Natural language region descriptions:
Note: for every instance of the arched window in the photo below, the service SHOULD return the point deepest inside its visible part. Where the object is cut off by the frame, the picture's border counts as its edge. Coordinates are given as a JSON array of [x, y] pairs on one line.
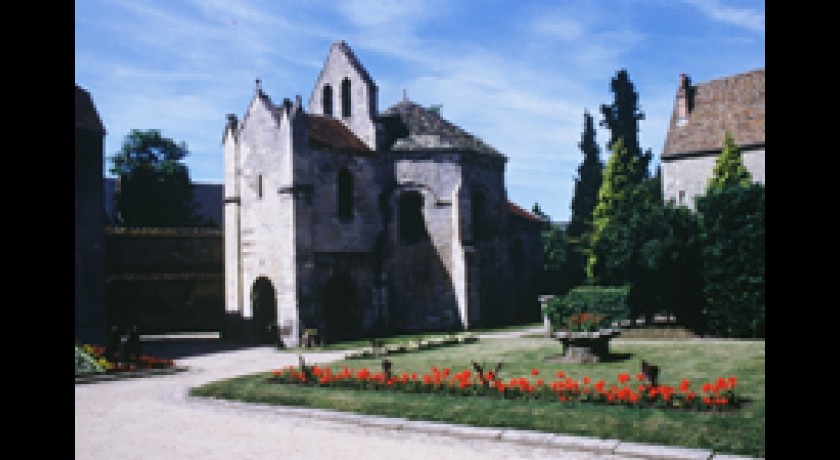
[[412, 226], [479, 224], [345, 194], [326, 100], [345, 98]]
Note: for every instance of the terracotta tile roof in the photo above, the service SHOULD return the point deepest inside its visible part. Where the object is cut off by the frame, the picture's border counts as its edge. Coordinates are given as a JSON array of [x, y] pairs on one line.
[[428, 130], [734, 104], [520, 212], [331, 134], [86, 116]]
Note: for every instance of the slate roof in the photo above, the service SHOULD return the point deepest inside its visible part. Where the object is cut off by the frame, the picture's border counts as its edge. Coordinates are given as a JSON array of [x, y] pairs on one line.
[[518, 211], [87, 117], [734, 104], [331, 134], [426, 129]]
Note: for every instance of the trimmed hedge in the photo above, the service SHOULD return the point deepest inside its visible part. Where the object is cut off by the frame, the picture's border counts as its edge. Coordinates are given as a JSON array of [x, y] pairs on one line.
[[610, 301]]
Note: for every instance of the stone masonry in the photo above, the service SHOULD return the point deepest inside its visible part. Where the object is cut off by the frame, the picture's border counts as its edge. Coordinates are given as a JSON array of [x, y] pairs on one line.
[[355, 223]]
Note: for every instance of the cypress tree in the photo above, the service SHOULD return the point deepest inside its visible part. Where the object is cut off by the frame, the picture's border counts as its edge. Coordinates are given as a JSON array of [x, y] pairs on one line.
[[590, 175], [729, 167], [622, 119]]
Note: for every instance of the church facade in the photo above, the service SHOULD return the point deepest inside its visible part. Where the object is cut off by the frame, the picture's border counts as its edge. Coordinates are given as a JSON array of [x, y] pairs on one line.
[[359, 223]]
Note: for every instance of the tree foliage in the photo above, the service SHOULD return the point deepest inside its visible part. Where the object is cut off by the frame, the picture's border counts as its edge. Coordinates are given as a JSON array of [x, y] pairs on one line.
[[154, 185], [622, 119], [732, 222], [590, 175], [608, 252], [729, 167]]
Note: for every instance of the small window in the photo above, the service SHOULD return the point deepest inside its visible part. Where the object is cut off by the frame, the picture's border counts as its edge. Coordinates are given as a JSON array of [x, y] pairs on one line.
[[412, 226], [346, 103], [326, 100], [345, 194]]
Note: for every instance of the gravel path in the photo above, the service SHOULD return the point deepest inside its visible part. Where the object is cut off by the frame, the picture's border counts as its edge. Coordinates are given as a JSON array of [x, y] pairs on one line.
[[154, 418]]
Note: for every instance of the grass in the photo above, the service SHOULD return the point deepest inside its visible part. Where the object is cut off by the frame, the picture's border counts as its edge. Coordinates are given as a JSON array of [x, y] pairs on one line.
[[739, 433], [361, 343]]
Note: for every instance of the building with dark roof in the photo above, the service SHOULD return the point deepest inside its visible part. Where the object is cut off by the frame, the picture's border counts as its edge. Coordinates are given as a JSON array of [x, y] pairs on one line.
[[358, 223], [702, 114], [89, 227]]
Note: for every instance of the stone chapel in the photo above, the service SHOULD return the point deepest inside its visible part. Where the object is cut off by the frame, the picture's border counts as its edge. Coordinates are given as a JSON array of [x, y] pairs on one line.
[[360, 223]]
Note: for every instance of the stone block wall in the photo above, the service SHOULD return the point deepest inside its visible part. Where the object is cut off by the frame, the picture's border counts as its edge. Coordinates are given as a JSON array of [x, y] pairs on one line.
[[686, 177], [165, 280]]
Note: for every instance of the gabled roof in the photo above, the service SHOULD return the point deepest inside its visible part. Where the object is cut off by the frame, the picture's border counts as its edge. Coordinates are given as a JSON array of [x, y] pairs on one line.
[[428, 130], [87, 117], [343, 48], [331, 134], [518, 211], [734, 104]]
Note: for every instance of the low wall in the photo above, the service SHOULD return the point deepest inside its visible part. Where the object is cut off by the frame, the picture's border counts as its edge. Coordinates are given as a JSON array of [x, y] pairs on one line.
[[165, 279]]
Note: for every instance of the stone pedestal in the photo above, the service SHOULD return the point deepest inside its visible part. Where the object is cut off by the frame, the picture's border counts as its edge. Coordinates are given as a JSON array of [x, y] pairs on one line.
[[586, 347], [546, 322]]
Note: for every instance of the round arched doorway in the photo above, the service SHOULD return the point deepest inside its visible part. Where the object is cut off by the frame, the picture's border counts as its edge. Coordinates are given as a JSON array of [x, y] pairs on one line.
[[264, 311]]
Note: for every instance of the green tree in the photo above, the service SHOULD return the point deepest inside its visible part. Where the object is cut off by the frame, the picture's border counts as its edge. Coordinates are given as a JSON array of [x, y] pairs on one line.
[[732, 222], [622, 119], [667, 278], [590, 175], [729, 167], [610, 245], [154, 185]]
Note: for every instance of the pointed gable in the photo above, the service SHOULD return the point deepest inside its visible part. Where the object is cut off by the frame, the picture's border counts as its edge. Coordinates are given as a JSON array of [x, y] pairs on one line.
[[423, 128], [87, 118], [703, 112]]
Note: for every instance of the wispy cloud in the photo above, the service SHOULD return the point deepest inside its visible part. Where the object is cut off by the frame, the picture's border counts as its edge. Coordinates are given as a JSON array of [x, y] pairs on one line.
[[746, 18]]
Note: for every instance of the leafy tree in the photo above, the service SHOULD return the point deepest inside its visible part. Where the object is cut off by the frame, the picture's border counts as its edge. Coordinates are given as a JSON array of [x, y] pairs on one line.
[[557, 272], [154, 185], [622, 118], [667, 278], [729, 167], [538, 211], [732, 222]]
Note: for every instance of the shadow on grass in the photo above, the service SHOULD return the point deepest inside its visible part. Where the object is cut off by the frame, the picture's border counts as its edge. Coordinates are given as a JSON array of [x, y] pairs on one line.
[[610, 358], [616, 357]]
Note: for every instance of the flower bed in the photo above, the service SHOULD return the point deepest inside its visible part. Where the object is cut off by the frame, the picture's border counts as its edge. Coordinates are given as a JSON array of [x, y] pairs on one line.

WORK REQUIRED: Each record should be quoted exactly, with the images omitted.

EXPECTED ANSWER:
Note: for every instance of the arched window in the photo below, the service SHOULD return the point deepest inside its visible part. Where the object is cut off by the frame, the picture's border counts as its edge. Coordinates are given as a JSON array of [x, y] pairs on one line.
[[412, 226], [479, 224], [345, 194], [326, 100], [345, 98]]
Note: for every instance of the terracotta tile roof in the photo above, the service SHOULD return the point deepest inside its visible part. Where the object is cut off by the frame, the picture's border counts as its edge. Coordinates are given as a JSON array of [x, y] pairs on one line.
[[428, 130], [734, 104], [520, 212], [331, 134], [86, 116]]
Note: for every instance of the slate roof in the photo above, the service SHOULD return the point deepest inside its visible part. Where the object is cut off by the frame, the picture's border counts as its edge. Coordinates are given as a JSON array of [x, y] pairs on one line.
[[518, 211], [87, 117], [734, 104], [331, 134], [426, 129]]
Note: for every instance of the trimmed hedge in the photo above, the service SHOULD return the point deepest inside its visible part. Where the object is cut off by the frame, the picture's border counts as its edge. Coordinates are given as a JSON array of [x, y] pairs on one line.
[[610, 301]]
Note: for every instance of the stone masonry in the photo above, the service SHOULD return the point deepest inside its visible part. Where the object is cut off by the frame, the picture's border counts as its edge. Coordinates are given as a JSON array of [x, y] pairs on one line.
[[355, 223]]
Note: for every instance of the cypress tree in the photo above, the service SHOULD return the point deepest inside its visible part. Where the object is cut off by the frame, the picture's border counts as its edge. Coordinates are given as a JSON array of [x, y] pairs on one line.
[[590, 175], [729, 167], [622, 119]]
Note: for every instance of the church facade in the photo above, the service SHOULD return the point deepest inside its visible part. Where the object is cut off by the frame, the picture's border counts as its edge. Coordinates are given as a JSON array of [x, y] pairs on one line.
[[359, 223]]
Note: for every instance of the tree foliage in the photo above, the service SHOULD return the point deepest inside its visible part. Where the object is cut off by the frame, the picture's border counts as its edge. Coordinates are given as a JSON array of [x, y] pairs on one line.
[[154, 185], [622, 119], [732, 222], [590, 175], [608, 252], [729, 167]]
Note: for every instance of the small window in the photo above, the service SHOULD return the point deepest inside its visible part. Where the object is cut off by the frame, the picture's border counts as its edge. Coordinates are given as a JSON array of [x, y] pairs on one line.
[[412, 226], [346, 103], [326, 100], [345, 194]]
Note: for every instance of the gravel path in the photo above, the service SHOULD return the point deepest inside its visible part. Where the object is cut off by the frame, the picture's border counts as its edge. Coordinates are given as a JSON array of [x, y] pairs on one line.
[[154, 418]]
Note: for every instance of the grass in the photo above, the service SHOULD return the point deepest inside its visible part. Where the object is cut off by the frame, the picture's border counts as its edge. Coordinates are given as a JSON array of [x, y] pairs on one line.
[[739, 433], [361, 343]]
Note: for every instance of the building with dark roof in the photo above, the service SHOULD return the point deepest inside its visible part. Where the object is cut off by the frame, the picture's border counts as its edge. Coordinates are given as a JSON array of [x, y] pairs on one line.
[[358, 223], [702, 114], [89, 227]]
Note: for every instance of the stone chapel in the photo above, the service SHOULD return the point deepest inside its visible part. Where the object is cut off by the frame, the picture's border counts as its edge. Coordinates are given as a JSON array of [x, y] pairs on one line.
[[360, 223]]
Note: for every instance of the stone block wall in the photo above, the service SHOULD return the point deepest inside its visible part. Where the object is cut off by the frame, the picture's border counts as its edge. Coordinates are given as a JSON array of [x, y] pairs on one line.
[[686, 177], [165, 280]]
Note: for every instance of the gabled roof in the photo above, the service SHOULD return the point deepest inside its visible part. Where the object is cut off by the frame, the picture's border counts as its edge. Coordinates are given as a JSON array of [x, y] pairs on one line.
[[428, 130], [87, 117], [343, 48], [331, 134], [518, 211], [734, 104]]
Note: for every instance of the low wall in the photo above, the service SHOULD return the point deepest inside its visible part. Where the object is cut off by the frame, the picture's border counts as its edge. Coordinates are given as a JSON array of [x, y] pairs on one line.
[[165, 279]]
Note: for every instance of the stone pedestal in the photo above, the service SHOULD return the point deepest inside its visible part. Where the object is cut off by the frame, the picture's border counts as its edge. Coordinates are given as a JSON array of [x, y] pairs on one line.
[[586, 347], [546, 322]]
Note: for every instance of the round arched doorway in the photo above, the service SHOULD return the point deepest inside its visible part. Where the object is cut off by the frame, the picture's border counts as its edge. Coordinates are given as a JSON array of [x, y] pairs on one line.
[[264, 311]]
Note: for every instance of the green tree in the photo above, the service SHOULD return the point deepest inside its visible part. Where the object is cut off by the frame, the picture's border counts as its edge. Coordinates are given as a JSON array of [x, y] pairs on one line.
[[732, 222], [622, 119], [667, 278], [590, 175], [729, 167], [610, 245], [154, 185]]
Note: for every instance of the pointed gable in the photo above, the service SHOULD return the point deepest inside its visible part. Where the object is cut off by the frame, the picture's border counts as its edge. Coordinates are given as a JSON array of [x, y] pairs on one line.
[[423, 128], [87, 118], [703, 112]]
Note: for every instance of the wispy cloud in the photo above, the service SHOULD return the point deepest inside its visible part. Where the object is cut off by the frame, the picture's border counts as its edge. Coordinates are given as a JSON array of [x, y] pairs on one line.
[[746, 18]]
Note: for every instance of the leafy tree in the photo above, the service SHOULD return the point deepest inside its visible part. Where the object is cut off by the frame, the picture's border counts as its edge. Coordinates are given as a JSON array of [x, y] pairs on one line.
[[557, 272], [154, 185], [622, 118], [667, 278], [729, 167], [538, 211], [732, 222]]
Note: for every instance of the shadow on grass in the photo above, the service SHOULD return the point deepest inside its visible part. Where the object is cut off by the frame, the picture's border counts as its edge. Coordinates are given as a JSON array of [x, y] pairs on one line.
[[610, 358], [616, 357]]
Note: for every instance of the flower bed in the photo above, the service SHOULD return the point deepest inside its visible part. Where the object is cut off by the frame, the picture's border counts as its edge. Coordinates are given as a JSON array of [x, y] pairs on one line.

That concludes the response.